Selection ::
◆ ◆ ◆

Alice In The Cities / Alice In Den Städten by Wim Wenders

March 9-11

Alice In The Cities / Alice In Den Städten
(1973, B&W/sound [English subtitles], 110 min.)

Philip Winter is a journalist in Munich who has been ordered to write a story about the American landscape for his publisher. He only brings a handful of Polaroid photographs back from his four-week tour of the States. Philip wants to return to Germany, but the agent in New York refuses to give him an advance. Since he is unable to book a flight to the Federal Republic of Germany because of a strike by the airline staff, he spends his remaining 300 dollars on a ticket to Amsterdam. At the airport, he meets Lisa and her nine-year-old daughter Alice. They too want to fly to Amsterdam. He spends a night in Lisa’s flat. Lisa has to cancel her flight and asks him to take Alice with him, saying that she will follow shortly. Philip and Alice are compelled to get on together. They wait in vain for Lisa to arrive in Amsterdam and get on a bus to Wuppertal where Alice thinks her grandparents live. All she has is a yellowing photograph of her grandparents’ house. The two drive round the Ruhr area together and finally locate the house in Gelsenkirchen, but it is now occpied by a guest worker and his family. Philip decides to visit his parents where he hears that Lisa has arrived in Munich. At the station, Alice gives Philip a 100 dollar bill; he takes the same train and reads John Ford’s obituary in the newspaper in the compartment.

"Wenders’ films always concentrate on the same themes of homelessness, the search for an identity and loneliness. His characters find their identity in their movement, during their travels. They meet other people and strike up relationships that break through their speechlessness. Wenders’ figures are constantly looking for their social place, their home. "They wander round places like strangers although they should really be feeling at home there."

— Peter Buchka, Eyes are not for sale. Wim Wenders and his films.

A LYRIC SUITE: Video Works 1983-2000 by Peter Rose

March 29-31

Peter Rose is currently professor of film at the University of the Arts in Philadelphia, where he directs the film and video program. He received his B.A. in Mathematics from the City University of New York in 1967, with subsequent graduate study in film at San Francisco State University.

His film, videotape, installation, and performance works have had extensive exhibition, and won numerous awards, both in the United States and abroad. There have been more than sixty one-person exhibitions of his work, including shows at the Centre Pompidou in Paris, the Museum of Modern Art in NYC, and the Walker Art Center in Minneapolis, and he has presented performance works at the Polyphonix Festival and the American Center (both in Paris), New Music America, and at more than thirty sites internationally.

Peter Rose has written that his work "has been engaged with issues of perception, language, time, and mythos... leading to the generation of new cinematic structures, improvisations in fictitious language, and the invention of obscure journeys."

This program of selected video works is presented with the generous cooperation of the artist.

Pressures of the Text
(1983, 17 min.)
Direct address, invented languages, ideographic subtitles, sign language, and simultaneous translation are integrated, to investigate the feel and form of sense, the shifting boundaries between meaning and meaninglessness. Pressures of the Text has been performed as a live work at major media centers and new music festivals in the United States and Europe. Written, directed, and delievered by Peter Rose; co-directed and with sign language and ideographic symbols by Jessie Jane Lewis; and with English simultrans by Fred Curchack.

Metalogue
(1996, 3 min.)

◆ ◆ ◆

Given instruction A :: Shift every x and y coordinate in the answers of the listing below by adding 135 to each, leaving the numbers in the requests and their format samples unchanged. Reproduce all lines of the listing with the requests included, and omit the pictures.

◆ ◆ ◆

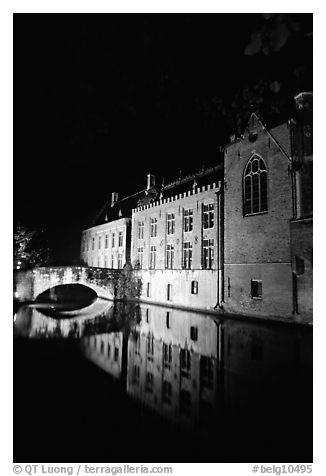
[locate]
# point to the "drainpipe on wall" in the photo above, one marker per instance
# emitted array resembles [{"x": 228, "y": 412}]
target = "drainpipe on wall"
[{"x": 220, "y": 253}]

◆ ◆ ◆

Given instruction B :: Repeat verbatim the part of the film program notes above starting with "March 29-31" and going on through "thirty sites internationally.".

Problem solution A ::
[locate]
# point to the "drainpipe on wall" in the photo above, one marker per instance
# emitted array resembles [{"x": 228, "y": 412}]
target = "drainpipe on wall"
[{"x": 355, "y": 388}]

Problem solution B ::
March 29-31

Peter Rose is currently professor of film at the University of the Arts in Philadelphia, where he directs the film and video program. He received his B.A. in Mathematics from the City University of New York in 1967, with subsequent graduate study in film at San Francisco State University.

His film, videotape, installation, and performance works have had extensive exhibition, and won numerous awards, both in the United States and abroad. There have been more than sixty one-person exhibitions of his work, including shows at the Centre Pompidou in Paris, the Museum of Modern Art in NYC, and the Walker Art Center in Minneapolis, and he has presented performance works at the Polyphonix Festival and the American Center (both in Paris), New Music America, and at more than thirty sites internationally.